### Problem requirements
Please render every line of the listing below as a Markdown table with two columns, Row and Line: give each non-blank line its own numbered row and omit blank lines.

Position annotation records:
"""
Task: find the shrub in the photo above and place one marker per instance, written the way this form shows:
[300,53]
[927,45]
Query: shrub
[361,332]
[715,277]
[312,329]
"""
### Worked solution
| Row | Line |
|---|---|
| 1 | Task: find the shrub in the photo above and place one marker per instance, written the way this form shows: |
| 2 | [300,53] |
| 3 | [927,45] |
| 4 | Query: shrub |
| 5 | [361,332] |
| 6 | [715,277] |
| 7 | [312,329] |